Arbeitsauftrag —
Zitieren Sie aus dem Text über Ayrton Senna wörtlich die Stelle von „Ayrton Senna begann“ bis einschließlich „seinem tödlichen Unfall.“.

Lesetext —
§

Ayrton Senna begann seine Formel-1-Karriere 1984 zwei Jahre nach der schwarzen Saison von 1982, in der Gilles Villeneuve und Riccardo Paletti ihr Leben ließen. Bis zum 30. April 1994 hatte er nie einen tödlichen Unfall an einem Grand-Prix-Wochenende miterleben müssen. Daran, dass es von 1982 bis zu jenem schicksalhaften Wochenende von Imola, das sich in wenigen Tagen zum 30. Mal jährt, zu keinen Unfällen mit tödlichem Ausgang kam, hatte nicht zuletzt Senna einen entscheidenden Anteil. Immer wieder forderte er Verbesserungen der Sicherheitsstandards an Strecken und Autos ein. Die vom ihm angestrebte Wiederbelebung der 1982 aufgelösten Fahrergewerkschaft, die sich maßgeblich um das Thema Sicherheit kümmern sollte, geschah zwei Wochen nach seinem tödlichen Unfall.

§

Datenauszug —

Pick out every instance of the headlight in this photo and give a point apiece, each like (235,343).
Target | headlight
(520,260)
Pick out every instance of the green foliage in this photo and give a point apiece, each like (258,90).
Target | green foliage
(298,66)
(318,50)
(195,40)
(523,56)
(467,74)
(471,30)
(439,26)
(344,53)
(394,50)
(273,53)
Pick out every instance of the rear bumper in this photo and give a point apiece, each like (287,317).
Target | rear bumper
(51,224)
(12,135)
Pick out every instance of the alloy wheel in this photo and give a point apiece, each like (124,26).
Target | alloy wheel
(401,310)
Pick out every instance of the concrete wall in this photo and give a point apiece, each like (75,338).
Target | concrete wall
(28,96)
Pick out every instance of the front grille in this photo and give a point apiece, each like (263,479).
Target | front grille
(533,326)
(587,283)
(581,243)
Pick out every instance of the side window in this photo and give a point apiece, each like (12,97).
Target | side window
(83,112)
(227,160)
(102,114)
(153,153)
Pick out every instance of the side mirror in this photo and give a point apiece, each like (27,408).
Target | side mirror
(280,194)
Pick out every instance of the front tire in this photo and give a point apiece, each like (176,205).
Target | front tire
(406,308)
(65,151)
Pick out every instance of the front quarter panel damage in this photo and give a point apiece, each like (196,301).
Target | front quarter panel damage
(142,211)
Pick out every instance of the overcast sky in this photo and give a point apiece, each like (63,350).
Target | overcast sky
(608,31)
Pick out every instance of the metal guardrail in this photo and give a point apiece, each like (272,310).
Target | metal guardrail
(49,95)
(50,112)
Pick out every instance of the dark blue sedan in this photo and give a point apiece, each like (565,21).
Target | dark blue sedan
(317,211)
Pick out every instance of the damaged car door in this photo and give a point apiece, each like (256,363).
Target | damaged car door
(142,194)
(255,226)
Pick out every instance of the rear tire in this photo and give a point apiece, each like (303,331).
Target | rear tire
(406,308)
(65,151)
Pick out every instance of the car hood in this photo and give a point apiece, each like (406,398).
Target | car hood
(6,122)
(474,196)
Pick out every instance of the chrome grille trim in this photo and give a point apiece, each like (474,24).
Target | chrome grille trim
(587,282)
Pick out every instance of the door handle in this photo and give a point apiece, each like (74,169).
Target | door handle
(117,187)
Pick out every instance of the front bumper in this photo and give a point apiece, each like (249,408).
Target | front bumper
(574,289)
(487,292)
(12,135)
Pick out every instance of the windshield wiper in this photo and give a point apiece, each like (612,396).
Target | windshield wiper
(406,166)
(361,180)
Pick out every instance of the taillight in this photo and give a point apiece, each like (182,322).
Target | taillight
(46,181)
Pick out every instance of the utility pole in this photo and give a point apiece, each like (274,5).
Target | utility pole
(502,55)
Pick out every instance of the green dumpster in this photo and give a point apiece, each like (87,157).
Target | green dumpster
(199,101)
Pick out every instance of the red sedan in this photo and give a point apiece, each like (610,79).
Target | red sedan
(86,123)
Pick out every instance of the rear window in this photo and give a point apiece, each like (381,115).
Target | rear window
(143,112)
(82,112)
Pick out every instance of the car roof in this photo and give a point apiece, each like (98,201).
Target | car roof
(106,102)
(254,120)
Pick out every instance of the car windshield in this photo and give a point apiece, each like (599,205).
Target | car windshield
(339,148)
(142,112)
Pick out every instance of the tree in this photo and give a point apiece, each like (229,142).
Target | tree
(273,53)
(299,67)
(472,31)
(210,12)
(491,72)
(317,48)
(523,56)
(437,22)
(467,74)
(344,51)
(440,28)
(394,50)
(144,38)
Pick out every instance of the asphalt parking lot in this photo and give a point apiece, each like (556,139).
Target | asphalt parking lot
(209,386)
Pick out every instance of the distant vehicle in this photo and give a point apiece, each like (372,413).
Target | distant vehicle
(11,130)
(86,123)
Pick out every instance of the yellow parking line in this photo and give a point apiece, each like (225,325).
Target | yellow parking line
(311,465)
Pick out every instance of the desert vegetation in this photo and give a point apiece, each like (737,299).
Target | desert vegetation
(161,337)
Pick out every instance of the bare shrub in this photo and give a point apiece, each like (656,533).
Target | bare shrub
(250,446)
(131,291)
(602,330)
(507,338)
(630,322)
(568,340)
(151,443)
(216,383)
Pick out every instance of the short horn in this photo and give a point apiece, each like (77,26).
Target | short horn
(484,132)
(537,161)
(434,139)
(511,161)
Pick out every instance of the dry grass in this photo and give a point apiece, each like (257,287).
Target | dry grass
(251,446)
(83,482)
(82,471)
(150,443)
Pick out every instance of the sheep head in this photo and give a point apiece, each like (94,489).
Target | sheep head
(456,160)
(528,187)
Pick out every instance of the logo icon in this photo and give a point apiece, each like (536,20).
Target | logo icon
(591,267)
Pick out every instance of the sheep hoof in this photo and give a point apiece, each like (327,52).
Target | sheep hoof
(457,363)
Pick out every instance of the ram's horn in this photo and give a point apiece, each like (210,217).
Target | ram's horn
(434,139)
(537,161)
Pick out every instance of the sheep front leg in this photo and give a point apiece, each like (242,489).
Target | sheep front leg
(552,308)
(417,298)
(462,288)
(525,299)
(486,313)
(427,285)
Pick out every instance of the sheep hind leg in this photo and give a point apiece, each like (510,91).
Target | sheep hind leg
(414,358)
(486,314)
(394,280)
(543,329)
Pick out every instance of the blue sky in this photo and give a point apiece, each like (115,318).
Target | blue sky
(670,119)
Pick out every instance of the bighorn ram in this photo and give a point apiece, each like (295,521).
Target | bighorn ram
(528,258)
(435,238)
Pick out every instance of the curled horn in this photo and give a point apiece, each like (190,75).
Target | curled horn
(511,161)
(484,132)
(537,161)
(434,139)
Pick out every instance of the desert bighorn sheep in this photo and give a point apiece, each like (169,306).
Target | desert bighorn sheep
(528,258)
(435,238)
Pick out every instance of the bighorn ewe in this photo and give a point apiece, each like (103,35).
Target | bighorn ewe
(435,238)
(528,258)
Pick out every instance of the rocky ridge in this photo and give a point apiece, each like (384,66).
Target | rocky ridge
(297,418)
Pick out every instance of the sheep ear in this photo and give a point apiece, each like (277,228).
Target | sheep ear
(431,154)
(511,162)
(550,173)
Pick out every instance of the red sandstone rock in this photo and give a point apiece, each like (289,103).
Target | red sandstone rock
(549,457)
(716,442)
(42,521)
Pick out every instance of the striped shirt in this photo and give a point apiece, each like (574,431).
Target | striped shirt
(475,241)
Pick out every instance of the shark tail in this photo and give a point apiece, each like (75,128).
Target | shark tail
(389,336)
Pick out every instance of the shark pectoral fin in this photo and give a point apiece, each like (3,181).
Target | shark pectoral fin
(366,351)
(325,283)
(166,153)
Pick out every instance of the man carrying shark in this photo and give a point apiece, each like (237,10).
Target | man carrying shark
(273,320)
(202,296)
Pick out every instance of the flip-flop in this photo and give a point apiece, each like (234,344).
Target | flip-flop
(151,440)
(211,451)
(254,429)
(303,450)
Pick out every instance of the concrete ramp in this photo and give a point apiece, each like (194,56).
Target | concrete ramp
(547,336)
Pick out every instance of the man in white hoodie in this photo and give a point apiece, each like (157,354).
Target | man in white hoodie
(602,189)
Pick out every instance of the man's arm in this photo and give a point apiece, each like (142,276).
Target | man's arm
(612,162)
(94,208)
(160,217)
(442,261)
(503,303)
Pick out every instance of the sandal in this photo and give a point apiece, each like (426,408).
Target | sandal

§

Richtige Lösung —
Ayrton Senna begann seine Formel-1-Karriere 1984 zwei Jahre nach der schwarzen Saison von 1982, in der Gilles Villeneuve und Riccardo Paletti ihr Leben ließen. Bis zum 30. April 1994 hatte er nie einen tödlichen Unfall an einem Grand-Prix-Wochenende miterleben müssen. Daran, dass es von 1982 bis zu jenem schicksalhaften Wochenende von Imola, das sich in wenigen Tagen zum 30. Mal jährt, zu keinen Unfällen mit tödlichem Ausgang kam, hatte nicht zuletzt Senna einen entscheidenden Anteil. Immer wieder forderte er Verbesserungen der Sicherheitsstandards an Strecken und Autos ein. Die vom ihm angestrebte Wiederbelebung der 1982 aufgelösten Fahrergewerkschaft, die sich maßgeblich um das Thema Sicherheit kümmern sollte, geschah zwei Wochen nach seinem tödlichen Unfall.